** Instructions for the task **
Copy every entry below word for word, keeping each line as it appears.

** Exercise inputs **
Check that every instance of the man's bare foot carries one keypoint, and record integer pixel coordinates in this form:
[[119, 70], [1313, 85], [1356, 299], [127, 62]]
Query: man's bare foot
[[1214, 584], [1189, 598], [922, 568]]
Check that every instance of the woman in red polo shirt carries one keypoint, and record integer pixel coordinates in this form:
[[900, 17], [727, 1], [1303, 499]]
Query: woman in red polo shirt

** Complete answer **
Check that every instance of the man's bare foot carries one keypoint, and record integer pixel coordinates in this form:
[[119, 70], [1313, 85], [1356, 299], [127, 62]]
Query: man's bare foot
[[1214, 584], [1189, 598], [922, 568]]
Check that every instance of the woman in red polo shirt carries one keypoint, and record integer pixel coordinates in this form:
[[900, 17], [727, 1], [1303, 499]]
Query: woman in red polo shirt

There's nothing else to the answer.